CONSIGNE A: Renvoie mot pour mot le passage du compte rendu d'audition qui commence par « 10. Audition d'une » et se poursuit jusqu'à « (6 juin 2001) ».
CONSIGNE B: Rassemble toutes les lignes des enregistrements qui contiennent la chaîne « cluster », en tenant compte des majuscules et des minuscules.

EXTRAIT DU DOCUMENT:

- - - - -

10. Audition d'une délégation de l'Assemblée des Chambres françaises de Commerce et d'Industrie (ACFCI) et de MM. Bernard Martel, président de la Chambre de Commerce et d'Industrie d'Abbeville et Alain Longatte, directeur du service industrie (6 juin 2001)

M. Marcel Deneux, Président - Nous recevons maintenant une délégation à l'échelon national des Chambres de Commerce et d'Industrie : M. Bernard Martel, président de la Chambre de Commerce et d'Industrie d'Abbeville et M. Alain Longatte, directeur du service industrie, accompagnés de M. Pierre-Olivier Viac, responsable du service Environnement et Patrice Arnoux, juriste au service Environnement de l'Assemblée française des chambres de commerce et d'industrie.

Le Président rappelle le protocole de publicité des travaux de la commission d'enquête et fait prêter serment à MM. Bernard Martel, Alain Longatte, Pierre-Olivier Viac et Patrice Arnoux .

M. le Président - Nous souhaitons que vous nous parliez des répercussions des inondations sur l'activité économique et la vie des entreprises de la région. Vous pouvez bien sûr nous donner également vos appréciations sur la répartition des indemnisations, après avoir présenté les personnes de vos services.

M. Bernard Martel - M. Longatte est le directeur du service Industrie de la Chambre de commerce et d'industrie d'Abbeville qui a tout de suite pris en main les difficultés des entreprises sinistrées.

M. Pierre-Olivier Viac - Je suis pour ma part responsable du service Environnement de l'Assemblée française des Chambres de commerce et d'industrie. Nous animons des réseaux de conseillers en environnement et de conseillers en qualité dans les 182 Chambres de commerce et d'industrie.

M. Patrice Arnoux - Je suis juriste, spécialisé en environnement au sein de l'Assemblée française des Chambres de commerce et d'industrie.

- - - - -

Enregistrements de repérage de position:
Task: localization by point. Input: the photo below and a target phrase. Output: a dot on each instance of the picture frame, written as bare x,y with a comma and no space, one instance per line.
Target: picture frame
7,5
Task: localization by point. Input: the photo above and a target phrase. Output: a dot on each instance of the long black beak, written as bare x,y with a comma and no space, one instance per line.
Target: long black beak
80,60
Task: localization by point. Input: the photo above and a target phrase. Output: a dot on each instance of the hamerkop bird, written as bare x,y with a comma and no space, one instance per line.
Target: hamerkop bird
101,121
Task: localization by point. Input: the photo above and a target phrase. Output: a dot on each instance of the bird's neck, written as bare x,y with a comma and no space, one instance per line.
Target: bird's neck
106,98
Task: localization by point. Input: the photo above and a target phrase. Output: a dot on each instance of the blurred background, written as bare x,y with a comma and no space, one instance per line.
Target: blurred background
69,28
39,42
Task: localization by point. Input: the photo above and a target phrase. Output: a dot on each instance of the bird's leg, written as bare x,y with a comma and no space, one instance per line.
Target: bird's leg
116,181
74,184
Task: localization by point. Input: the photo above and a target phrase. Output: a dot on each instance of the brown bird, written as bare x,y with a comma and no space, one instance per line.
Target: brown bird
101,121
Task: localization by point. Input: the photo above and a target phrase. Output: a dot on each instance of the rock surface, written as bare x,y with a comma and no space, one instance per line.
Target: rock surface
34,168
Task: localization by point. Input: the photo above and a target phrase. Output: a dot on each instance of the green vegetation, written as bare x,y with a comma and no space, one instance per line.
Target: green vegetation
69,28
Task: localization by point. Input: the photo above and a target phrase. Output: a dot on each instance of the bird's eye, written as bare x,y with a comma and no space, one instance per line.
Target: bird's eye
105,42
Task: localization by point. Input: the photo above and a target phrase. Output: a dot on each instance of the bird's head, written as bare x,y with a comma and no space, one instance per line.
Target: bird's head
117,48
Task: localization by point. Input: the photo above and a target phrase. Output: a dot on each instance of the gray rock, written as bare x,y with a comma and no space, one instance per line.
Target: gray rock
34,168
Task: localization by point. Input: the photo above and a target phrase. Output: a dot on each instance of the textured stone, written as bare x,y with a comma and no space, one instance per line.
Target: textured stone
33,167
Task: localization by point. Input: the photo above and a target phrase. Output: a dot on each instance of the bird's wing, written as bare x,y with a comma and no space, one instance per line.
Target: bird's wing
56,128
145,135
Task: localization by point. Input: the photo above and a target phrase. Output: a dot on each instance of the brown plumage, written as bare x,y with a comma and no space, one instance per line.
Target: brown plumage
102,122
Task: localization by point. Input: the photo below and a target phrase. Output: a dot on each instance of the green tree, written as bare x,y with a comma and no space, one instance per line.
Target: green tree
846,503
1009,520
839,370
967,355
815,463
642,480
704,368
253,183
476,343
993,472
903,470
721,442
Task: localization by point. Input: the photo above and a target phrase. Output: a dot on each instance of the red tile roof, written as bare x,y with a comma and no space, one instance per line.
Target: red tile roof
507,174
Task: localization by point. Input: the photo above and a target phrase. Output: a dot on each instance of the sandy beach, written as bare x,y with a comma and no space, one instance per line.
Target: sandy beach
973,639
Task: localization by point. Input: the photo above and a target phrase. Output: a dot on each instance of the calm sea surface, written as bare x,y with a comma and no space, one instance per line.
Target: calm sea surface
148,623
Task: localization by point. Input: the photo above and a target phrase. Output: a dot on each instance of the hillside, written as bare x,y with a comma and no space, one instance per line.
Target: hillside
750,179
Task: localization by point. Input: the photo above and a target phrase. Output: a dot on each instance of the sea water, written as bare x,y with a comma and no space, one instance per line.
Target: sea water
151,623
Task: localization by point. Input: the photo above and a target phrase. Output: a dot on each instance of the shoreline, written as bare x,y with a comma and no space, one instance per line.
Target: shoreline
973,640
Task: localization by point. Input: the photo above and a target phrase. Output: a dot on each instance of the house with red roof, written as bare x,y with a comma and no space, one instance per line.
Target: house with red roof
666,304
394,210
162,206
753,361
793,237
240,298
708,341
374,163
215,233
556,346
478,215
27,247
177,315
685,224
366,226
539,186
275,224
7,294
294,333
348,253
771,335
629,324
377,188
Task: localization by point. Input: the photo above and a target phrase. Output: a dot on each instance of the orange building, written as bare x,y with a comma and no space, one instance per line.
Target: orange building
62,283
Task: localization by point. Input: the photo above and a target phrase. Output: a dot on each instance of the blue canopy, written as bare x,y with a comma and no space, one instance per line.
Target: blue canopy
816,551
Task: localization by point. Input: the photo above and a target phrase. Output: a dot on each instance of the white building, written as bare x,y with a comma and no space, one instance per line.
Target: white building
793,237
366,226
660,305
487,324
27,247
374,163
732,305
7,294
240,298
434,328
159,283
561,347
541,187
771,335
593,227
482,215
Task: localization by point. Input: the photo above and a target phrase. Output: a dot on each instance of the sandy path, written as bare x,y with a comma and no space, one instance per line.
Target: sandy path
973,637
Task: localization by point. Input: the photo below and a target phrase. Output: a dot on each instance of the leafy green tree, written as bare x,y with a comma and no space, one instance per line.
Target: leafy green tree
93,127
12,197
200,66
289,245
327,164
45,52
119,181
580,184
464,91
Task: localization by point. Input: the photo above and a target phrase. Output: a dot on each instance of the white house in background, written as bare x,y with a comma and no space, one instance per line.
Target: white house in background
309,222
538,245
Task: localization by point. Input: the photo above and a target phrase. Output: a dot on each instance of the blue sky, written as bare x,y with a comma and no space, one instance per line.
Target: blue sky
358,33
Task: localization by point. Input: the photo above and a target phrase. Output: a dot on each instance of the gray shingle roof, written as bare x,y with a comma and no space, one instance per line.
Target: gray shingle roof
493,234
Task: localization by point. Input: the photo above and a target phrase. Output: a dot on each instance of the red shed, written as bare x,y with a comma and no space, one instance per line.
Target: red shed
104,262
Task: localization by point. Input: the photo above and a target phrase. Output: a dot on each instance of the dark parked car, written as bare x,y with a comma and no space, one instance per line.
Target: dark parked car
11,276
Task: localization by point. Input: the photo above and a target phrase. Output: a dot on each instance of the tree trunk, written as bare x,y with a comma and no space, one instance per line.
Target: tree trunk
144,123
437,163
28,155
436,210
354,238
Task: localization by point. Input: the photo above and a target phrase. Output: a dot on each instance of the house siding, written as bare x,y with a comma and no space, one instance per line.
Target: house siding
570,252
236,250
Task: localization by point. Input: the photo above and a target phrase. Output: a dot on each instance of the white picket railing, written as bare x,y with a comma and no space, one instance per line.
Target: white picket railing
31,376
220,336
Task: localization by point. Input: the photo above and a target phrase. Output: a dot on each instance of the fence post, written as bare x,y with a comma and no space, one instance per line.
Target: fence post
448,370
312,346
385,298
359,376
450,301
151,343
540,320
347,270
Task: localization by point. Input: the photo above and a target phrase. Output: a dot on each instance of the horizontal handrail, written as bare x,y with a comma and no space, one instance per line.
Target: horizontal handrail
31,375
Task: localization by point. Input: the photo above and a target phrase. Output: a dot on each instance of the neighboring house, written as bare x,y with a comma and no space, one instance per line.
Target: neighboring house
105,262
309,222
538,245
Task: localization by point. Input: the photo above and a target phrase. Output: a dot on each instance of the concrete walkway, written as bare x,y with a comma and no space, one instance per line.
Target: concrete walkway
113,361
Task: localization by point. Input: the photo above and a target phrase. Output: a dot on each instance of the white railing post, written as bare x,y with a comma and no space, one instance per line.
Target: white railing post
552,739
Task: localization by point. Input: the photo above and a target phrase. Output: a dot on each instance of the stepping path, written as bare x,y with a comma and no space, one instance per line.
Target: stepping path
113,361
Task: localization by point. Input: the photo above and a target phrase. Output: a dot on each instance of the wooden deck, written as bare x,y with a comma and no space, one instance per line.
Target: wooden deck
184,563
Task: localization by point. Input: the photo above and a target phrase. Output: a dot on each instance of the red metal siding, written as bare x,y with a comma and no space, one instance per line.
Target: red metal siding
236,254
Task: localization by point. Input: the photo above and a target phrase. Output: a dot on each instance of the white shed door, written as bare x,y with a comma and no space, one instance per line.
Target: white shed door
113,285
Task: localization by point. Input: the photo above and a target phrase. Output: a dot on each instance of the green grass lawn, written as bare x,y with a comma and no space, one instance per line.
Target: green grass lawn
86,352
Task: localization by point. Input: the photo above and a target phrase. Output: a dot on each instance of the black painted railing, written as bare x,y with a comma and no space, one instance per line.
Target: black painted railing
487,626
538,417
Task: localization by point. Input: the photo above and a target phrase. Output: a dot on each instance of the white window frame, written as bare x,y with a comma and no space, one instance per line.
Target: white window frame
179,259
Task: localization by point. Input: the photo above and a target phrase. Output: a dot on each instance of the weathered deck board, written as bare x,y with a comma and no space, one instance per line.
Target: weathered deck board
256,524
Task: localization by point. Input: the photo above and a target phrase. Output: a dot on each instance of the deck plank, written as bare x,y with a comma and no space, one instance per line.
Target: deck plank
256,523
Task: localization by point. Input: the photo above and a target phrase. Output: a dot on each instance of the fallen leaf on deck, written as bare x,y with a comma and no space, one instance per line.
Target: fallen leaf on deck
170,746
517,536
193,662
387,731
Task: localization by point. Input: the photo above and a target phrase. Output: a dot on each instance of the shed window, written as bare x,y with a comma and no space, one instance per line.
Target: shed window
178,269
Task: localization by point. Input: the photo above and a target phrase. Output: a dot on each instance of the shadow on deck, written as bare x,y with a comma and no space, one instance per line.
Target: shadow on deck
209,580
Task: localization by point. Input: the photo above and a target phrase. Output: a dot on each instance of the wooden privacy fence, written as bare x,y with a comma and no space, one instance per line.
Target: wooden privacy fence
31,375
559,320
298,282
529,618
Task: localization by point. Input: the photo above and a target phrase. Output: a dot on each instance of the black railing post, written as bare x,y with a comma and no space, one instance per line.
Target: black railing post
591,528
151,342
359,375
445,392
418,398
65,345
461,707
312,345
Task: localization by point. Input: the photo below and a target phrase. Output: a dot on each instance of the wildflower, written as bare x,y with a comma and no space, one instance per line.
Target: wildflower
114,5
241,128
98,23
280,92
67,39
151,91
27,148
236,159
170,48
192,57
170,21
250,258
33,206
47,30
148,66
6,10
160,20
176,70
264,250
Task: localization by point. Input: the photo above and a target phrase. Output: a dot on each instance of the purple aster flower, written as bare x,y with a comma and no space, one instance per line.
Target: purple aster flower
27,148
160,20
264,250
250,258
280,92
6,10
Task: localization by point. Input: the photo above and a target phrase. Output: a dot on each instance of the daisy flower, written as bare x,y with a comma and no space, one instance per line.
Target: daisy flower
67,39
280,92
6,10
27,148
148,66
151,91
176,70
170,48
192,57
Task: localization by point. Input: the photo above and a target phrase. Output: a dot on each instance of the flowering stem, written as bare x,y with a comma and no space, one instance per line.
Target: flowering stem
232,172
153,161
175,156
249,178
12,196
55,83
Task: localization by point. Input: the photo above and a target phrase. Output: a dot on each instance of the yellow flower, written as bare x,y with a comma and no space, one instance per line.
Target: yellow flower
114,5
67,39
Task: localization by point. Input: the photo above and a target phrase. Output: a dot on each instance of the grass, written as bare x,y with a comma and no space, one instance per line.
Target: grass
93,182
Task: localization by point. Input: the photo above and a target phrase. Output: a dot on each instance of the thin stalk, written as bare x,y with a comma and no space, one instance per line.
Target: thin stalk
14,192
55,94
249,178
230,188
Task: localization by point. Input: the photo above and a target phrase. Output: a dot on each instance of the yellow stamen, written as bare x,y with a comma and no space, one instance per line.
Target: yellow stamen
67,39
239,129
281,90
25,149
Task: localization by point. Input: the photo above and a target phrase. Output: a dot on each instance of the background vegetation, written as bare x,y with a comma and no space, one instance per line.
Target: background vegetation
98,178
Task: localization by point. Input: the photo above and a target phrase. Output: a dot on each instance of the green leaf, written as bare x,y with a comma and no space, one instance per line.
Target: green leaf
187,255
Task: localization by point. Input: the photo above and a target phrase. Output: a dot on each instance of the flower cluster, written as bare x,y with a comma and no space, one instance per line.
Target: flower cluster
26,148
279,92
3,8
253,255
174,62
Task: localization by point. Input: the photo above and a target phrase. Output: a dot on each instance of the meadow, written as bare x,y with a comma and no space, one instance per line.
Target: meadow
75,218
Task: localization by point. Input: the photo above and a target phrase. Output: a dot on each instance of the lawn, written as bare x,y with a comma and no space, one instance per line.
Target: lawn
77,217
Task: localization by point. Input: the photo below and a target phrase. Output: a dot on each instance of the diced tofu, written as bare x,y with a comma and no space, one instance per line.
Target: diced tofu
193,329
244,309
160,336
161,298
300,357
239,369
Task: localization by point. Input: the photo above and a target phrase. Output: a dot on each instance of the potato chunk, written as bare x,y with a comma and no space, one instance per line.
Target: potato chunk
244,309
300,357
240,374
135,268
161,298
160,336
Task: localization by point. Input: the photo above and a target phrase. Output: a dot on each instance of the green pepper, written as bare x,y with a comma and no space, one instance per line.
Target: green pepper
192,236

- - - - -

RÉPONSE ATTENDUE A:
10. Audition d'une délégation de l'Assemblée des Chambres françaises de Commerce et d'Industrie (ACFCI) et de MM. Bernard Martel, président de la Chambre de Commerce et d'Industrie d'Abbeville et Alain Longatte, directeur du service industrie (6 juin 2001)

RÉPONSE ATTENDUE B:
Task: localization by point. Input: the photo above and a target phrase. Output: a dot on each instance of the flower cluster, written as bare x,y with a comma and no space, one instance per line.
Target: flower cluster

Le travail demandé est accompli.